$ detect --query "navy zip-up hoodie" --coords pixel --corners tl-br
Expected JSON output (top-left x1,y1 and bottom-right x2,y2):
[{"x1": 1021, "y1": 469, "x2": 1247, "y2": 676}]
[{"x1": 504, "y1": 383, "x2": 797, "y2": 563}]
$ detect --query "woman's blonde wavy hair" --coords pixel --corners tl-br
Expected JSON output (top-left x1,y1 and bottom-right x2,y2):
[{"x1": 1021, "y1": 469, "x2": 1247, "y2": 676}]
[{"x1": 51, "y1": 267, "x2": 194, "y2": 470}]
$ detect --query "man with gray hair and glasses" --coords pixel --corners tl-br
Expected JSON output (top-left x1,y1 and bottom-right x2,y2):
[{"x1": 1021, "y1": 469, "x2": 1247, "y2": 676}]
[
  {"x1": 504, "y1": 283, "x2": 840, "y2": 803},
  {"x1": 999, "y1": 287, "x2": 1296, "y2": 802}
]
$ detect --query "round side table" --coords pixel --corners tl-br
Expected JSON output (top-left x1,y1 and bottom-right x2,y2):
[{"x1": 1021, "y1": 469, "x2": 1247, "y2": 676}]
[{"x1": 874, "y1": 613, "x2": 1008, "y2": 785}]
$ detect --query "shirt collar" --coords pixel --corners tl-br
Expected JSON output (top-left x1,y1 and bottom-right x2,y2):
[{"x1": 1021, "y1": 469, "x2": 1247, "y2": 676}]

- - - -

Exercise aim:
Gather every line of the records above that contains the string "hair", and copy each one. Case counts.

Written response:
$ detect --query "woman's blonde wavy hair" --coords pixel --corners tl-br
$ detect --query "man with gray hair and glasses" --coords pixel --corners tl-br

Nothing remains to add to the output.